* _KUTIPAN TERPILIH_:
- - -

MAKI akan Lapor KY Jika Berkas PK Djoko Tjandra Tetap Dikirim ke MA

Rabu, 29/07/2020 14:11 WIB
Berkas PK Djoko Tjandra tak boleh dikirim ke MA. (Media Indonesia)

Berkas PK Djoko Tjandra tak boleh dikirim ke MA. (Media Indonesia)

Jakarta, law-justice.co - Kasus buronan Djoko Tjandra yang sempat heboh terus bergulir. Kali ini soal permohonan Peninjauan Kembali (PK) yang diajukannya di Pengadilan Negeri Jakarta Selatan.

Dengan terbongkarnya kelakukan Djoko Tjandra dan pengacaranya, timbul perdebatan soal berkas PK Djoko Tjandra, apakah tetap dikirim ke Mahakmah Agung (MA) atau tak dilanjutkan dan menjadi arsip di PN Jaksel saja?

Terkait hal itu, Koordinator Masyarakat Anti Korupsi Indonesia (MAKI) Boyamin Saiman meminta agar berkas PK tersebut tak bole dikirim ke MA.

- - -

* _LATIHAN_:
a: Menurut kutipan, siapa yang menjabat Koordinator Masyarakat Anti Korupsi Indonesia?
b: Tulis kembali bagian kutipan mulai dari "Rabu, 29/07/2020 14:11" dan berakhir pada "Negeri Jakarta Selatan.", dengan mengganti "buronan" menjadi "terpidana".
c: Sebutkan semua singkatan dalam kutipan yang ditulis di dalam tanda kurung tepat setelah bentuk panjangnya.
Gunakan kutipan ini saja sebagai sumber jawaban.

- - -

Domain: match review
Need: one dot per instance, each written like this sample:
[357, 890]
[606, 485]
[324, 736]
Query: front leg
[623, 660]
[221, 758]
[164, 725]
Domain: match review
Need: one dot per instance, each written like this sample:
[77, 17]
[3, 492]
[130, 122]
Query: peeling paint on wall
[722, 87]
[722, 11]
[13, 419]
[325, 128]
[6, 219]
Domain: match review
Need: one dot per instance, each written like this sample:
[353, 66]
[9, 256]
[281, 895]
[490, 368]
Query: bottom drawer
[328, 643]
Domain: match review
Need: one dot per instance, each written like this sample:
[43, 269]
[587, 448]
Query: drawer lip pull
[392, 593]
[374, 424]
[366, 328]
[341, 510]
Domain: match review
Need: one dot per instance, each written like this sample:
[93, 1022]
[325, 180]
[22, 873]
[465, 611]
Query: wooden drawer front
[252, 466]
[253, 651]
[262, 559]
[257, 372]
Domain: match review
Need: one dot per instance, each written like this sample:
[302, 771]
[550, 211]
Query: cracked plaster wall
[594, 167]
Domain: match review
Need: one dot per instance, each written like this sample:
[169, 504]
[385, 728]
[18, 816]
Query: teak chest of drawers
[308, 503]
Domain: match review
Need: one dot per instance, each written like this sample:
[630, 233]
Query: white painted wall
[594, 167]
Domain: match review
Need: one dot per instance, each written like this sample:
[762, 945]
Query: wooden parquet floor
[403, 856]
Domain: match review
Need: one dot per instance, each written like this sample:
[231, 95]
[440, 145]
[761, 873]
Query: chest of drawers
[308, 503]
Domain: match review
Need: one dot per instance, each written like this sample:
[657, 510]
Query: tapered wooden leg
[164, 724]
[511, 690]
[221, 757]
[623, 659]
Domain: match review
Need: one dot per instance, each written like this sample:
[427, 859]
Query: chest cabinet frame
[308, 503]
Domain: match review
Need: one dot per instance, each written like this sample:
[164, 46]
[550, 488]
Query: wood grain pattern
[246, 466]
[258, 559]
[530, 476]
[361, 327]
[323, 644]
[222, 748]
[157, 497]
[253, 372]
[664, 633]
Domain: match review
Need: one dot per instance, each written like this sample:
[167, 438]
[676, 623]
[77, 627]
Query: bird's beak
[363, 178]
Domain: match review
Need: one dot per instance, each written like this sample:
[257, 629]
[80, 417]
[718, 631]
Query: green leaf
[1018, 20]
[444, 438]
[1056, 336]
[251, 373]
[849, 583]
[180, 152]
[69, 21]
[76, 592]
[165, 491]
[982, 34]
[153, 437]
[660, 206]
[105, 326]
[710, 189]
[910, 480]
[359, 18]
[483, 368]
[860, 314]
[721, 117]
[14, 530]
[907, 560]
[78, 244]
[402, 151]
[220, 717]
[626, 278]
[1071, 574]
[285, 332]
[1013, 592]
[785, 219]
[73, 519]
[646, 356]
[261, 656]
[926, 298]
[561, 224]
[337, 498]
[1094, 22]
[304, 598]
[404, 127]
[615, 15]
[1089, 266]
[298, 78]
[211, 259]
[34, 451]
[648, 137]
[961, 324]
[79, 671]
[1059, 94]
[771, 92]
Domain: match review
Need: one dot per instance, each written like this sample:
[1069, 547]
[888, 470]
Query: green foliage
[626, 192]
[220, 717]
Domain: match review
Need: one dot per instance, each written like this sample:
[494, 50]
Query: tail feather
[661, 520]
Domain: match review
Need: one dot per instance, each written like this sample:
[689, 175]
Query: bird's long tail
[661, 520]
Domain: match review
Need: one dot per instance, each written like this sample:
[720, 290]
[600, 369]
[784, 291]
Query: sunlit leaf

- - -

* _JAWABAN_:
a: Boyamin Saiman.

b:
Rabu, 29/07/2020 14:11 WIB
Berkas PK Djoko Tjandra tak boleh dikirim ke MA. (Media Indonesia)

Berkas PK Djoko Tjandra tak boleh dikirim ke MA. (Media Indonesia)

Jakarta, law-justice.co - Kasus terpidana Djoko Tjandra yang sempat heboh terus bergulir. Kali ini soal permohonan Peninjauan Kembali (PK) yang diajukannya di Pengadilan Negeri Jakarta Selatan.

c: PK, MA, MAKI